> [Goal]:
Copy the rows from the line containing "Help me locate the chopped parsley leaf." through the line containing "(433, 0), (580, 106)", swapping "carrot chunk" for "carrot slice" and leaving everything else the same.

===

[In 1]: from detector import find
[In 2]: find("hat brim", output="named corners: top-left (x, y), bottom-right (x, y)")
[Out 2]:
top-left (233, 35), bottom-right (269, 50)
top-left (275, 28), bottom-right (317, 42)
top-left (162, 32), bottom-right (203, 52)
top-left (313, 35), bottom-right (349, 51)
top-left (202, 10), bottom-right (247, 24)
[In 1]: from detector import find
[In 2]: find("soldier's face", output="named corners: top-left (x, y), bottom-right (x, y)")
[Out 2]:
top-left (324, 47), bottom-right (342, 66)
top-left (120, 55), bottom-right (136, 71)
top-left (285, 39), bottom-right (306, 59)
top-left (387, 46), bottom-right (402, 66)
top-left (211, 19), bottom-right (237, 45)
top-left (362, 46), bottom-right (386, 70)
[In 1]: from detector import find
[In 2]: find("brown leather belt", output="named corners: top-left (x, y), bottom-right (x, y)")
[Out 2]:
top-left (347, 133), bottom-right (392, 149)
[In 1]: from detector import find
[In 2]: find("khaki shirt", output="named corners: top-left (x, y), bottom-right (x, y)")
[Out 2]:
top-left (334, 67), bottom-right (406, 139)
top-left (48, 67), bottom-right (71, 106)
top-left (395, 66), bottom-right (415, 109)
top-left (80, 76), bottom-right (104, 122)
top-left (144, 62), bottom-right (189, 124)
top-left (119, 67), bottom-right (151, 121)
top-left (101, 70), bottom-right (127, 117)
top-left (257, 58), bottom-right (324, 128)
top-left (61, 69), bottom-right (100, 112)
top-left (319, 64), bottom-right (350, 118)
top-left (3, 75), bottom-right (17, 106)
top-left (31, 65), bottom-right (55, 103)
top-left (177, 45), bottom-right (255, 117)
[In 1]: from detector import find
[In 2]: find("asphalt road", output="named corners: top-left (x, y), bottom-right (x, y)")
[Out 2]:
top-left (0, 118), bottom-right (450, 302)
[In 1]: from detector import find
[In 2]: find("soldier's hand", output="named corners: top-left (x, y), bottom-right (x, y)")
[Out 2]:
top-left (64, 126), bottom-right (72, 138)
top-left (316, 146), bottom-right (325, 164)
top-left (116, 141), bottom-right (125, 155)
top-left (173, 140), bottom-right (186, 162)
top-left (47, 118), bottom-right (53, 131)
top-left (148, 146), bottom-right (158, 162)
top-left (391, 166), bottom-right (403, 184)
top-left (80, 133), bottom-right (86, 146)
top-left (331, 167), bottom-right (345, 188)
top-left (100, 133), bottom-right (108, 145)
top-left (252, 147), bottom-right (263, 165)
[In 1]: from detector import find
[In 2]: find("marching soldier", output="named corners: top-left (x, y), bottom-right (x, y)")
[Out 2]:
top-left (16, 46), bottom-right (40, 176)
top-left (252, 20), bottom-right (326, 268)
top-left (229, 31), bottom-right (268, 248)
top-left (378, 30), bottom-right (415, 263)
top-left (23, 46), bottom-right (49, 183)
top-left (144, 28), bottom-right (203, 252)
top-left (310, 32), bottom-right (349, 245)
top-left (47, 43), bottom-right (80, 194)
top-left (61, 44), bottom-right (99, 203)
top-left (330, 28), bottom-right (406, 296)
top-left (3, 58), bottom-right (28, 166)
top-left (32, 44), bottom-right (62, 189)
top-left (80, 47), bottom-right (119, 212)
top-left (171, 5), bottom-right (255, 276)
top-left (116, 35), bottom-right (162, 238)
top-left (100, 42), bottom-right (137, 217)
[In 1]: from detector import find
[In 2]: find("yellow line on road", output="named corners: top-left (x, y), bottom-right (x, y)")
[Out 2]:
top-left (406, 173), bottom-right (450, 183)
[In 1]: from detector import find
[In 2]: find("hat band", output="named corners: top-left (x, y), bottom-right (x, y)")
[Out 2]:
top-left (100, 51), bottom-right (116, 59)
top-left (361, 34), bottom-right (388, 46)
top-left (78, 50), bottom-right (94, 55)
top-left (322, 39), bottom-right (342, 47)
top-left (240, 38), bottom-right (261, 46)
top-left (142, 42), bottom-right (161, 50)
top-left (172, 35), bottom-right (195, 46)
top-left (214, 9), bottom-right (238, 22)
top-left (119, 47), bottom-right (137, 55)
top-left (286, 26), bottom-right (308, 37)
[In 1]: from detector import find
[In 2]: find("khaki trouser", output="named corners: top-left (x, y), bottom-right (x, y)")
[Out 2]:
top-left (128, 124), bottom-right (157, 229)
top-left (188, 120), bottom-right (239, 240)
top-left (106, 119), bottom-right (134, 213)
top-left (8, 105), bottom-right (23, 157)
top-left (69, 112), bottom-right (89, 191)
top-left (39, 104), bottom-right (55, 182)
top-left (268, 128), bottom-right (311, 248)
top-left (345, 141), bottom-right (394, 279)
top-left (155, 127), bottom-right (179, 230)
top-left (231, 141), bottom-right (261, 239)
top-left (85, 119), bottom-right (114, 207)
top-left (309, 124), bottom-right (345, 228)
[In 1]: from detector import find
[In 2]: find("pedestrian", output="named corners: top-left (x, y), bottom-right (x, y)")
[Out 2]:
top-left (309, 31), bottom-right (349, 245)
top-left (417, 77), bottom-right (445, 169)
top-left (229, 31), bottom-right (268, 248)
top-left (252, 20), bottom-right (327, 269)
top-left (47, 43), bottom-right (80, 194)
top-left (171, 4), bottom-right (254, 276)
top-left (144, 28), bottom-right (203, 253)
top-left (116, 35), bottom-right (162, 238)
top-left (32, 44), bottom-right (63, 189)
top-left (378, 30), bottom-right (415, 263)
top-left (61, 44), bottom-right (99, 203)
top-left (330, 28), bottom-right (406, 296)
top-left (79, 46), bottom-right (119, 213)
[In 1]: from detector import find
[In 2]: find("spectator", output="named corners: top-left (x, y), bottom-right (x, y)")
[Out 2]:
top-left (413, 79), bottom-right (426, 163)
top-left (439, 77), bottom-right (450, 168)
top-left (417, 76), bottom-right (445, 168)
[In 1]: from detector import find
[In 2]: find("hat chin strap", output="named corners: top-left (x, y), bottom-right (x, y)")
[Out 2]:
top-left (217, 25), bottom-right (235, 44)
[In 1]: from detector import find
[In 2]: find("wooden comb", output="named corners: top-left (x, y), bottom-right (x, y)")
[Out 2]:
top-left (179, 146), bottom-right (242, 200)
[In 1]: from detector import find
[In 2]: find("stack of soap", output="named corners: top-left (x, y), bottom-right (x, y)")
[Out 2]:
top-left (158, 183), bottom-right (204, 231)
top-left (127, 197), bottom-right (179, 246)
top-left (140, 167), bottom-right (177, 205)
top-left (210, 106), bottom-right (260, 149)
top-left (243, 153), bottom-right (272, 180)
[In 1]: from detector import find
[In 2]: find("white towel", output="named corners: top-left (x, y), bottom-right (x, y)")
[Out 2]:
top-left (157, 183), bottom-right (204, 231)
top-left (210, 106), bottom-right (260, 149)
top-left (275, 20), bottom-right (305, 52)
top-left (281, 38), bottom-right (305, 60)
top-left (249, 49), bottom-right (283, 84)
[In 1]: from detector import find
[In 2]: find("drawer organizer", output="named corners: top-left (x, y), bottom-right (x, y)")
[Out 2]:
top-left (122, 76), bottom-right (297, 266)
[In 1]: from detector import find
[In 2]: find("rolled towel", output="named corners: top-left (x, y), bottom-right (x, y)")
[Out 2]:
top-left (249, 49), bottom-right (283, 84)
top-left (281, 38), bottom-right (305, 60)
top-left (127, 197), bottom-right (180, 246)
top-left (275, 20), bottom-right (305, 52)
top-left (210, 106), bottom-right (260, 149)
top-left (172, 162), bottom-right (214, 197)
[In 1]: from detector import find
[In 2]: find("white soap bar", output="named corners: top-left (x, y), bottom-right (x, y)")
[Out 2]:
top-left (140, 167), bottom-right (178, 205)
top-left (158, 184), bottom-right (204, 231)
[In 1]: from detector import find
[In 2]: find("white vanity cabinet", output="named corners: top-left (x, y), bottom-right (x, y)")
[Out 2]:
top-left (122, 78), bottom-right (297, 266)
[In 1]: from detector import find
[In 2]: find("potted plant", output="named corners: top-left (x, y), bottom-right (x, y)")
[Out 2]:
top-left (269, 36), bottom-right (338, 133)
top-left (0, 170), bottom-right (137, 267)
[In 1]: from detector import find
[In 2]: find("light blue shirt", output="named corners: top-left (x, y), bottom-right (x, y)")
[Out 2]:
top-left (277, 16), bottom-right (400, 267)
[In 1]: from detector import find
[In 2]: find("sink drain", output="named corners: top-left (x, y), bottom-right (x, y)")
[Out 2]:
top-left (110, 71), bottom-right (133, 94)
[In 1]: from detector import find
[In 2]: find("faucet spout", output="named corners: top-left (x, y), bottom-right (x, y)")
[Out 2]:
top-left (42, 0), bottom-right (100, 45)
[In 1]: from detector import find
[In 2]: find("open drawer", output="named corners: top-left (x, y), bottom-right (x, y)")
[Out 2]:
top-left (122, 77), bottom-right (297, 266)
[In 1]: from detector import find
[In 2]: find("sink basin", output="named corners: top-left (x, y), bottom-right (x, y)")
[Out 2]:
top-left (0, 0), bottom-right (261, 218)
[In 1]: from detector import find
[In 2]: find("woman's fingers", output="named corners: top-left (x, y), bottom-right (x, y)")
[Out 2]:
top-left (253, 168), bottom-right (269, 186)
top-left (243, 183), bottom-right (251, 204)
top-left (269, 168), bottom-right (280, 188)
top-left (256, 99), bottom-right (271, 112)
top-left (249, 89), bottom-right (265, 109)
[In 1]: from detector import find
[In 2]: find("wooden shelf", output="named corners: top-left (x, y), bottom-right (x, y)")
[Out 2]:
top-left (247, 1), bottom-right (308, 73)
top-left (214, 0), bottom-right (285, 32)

===

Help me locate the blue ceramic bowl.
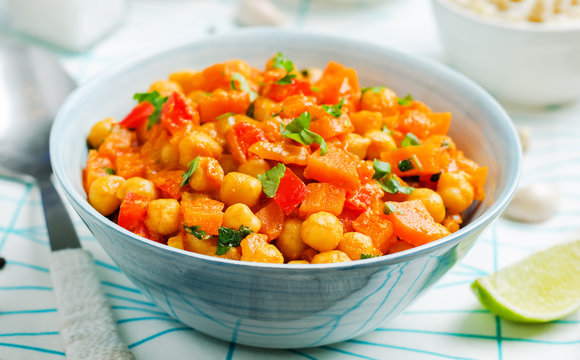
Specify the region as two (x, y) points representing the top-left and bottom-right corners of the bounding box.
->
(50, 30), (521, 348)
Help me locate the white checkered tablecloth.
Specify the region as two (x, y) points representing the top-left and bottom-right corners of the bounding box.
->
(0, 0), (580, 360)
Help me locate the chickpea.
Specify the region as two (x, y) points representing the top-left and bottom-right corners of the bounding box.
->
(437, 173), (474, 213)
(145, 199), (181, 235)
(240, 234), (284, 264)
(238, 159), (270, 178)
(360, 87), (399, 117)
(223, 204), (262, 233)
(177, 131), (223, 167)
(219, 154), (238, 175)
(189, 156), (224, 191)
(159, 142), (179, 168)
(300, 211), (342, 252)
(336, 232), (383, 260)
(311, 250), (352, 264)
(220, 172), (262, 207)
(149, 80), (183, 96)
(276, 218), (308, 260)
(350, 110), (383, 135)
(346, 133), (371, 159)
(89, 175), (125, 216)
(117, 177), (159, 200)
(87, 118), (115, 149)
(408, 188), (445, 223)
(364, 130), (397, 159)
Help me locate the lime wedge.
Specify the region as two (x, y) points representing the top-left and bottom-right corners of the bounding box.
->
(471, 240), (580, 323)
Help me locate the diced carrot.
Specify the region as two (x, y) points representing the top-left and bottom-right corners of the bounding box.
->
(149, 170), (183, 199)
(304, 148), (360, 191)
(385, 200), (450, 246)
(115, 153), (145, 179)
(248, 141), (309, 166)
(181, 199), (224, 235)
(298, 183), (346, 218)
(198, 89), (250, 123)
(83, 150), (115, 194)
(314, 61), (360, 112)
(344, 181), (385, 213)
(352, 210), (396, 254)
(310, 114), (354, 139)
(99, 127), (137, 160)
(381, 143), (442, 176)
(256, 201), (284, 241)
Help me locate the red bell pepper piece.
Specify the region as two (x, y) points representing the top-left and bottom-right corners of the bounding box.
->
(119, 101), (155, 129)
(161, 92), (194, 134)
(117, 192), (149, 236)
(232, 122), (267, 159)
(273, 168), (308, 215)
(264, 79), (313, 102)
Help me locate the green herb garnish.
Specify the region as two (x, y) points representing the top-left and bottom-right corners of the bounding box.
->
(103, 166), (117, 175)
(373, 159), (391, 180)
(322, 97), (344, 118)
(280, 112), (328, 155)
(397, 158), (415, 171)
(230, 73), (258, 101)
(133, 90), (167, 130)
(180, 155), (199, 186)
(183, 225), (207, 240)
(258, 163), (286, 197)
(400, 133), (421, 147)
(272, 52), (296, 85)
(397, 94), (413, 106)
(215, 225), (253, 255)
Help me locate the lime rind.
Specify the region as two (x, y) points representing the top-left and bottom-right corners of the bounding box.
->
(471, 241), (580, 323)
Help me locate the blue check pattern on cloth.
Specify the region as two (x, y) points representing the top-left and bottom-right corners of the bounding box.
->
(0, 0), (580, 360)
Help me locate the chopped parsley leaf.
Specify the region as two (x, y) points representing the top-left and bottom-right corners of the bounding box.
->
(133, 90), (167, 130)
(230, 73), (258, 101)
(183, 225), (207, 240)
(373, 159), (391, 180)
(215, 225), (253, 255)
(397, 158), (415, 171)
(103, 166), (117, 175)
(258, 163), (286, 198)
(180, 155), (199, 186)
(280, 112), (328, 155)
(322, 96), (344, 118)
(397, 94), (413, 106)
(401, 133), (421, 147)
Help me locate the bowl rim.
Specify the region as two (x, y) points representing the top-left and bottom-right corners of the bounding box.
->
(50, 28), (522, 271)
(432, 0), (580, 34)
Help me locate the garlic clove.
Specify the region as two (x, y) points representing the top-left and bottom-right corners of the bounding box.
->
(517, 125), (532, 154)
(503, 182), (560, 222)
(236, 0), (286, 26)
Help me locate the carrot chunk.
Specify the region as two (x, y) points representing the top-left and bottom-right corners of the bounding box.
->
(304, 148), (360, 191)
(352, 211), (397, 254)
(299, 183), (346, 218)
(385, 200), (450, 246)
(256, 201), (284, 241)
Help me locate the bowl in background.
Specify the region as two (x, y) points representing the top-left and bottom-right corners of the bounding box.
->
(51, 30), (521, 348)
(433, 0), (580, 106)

===

> [The answer]:
Help me locate the chopped parsley leaf.
Specify the region as two (x, y) points representing the top-left and bottom-right corners of the bounding box.
->
(133, 90), (167, 130)
(230, 73), (258, 101)
(183, 225), (207, 240)
(373, 159), (391, 180)
(215, 225), (253, 255)
(397, 158), (415, 171)
(103, 166), (117, 175)
(258, 163), (286, 198)
(180, 155), (199, 186)
(280, 112), (328, 155)
(322, 96), (344, 118)
(397, 94), (413, 106)
(401, 133), (421, 147)
Help me locate the bowl rim.
Specify the region as two (x, y) points representing the top-left and bottom-right corners of the bounding box.
->
(50, 28), (522, 271)
(432, 0), (580, 34)
Help me locate the garlic clove.
Specify the region as two (x, y) points representing the top-left and bottom-right corners of the bounding box.
->
(517, 125), (532, 154)
(503, 182), (560, 222)
(236, 0), (286, 26)
Help me locate the carrot slice.
Specify the region as two (x, y) points representing the top-left and bottom-right corners of the bounding box.
->
(304, 148), (360, 191)
(352, 211), (397, 254)
(299, 183), (346, 218)
(385, 200), (450, 246)
(256, 201), (284, 241)
Help me locate the bowl in background.
Specify the region as two (x, y) points representing the top-left and bottom-right corners of the bounding box.
->
(51, 30), (521, 348)
(433, 0), (580, 106)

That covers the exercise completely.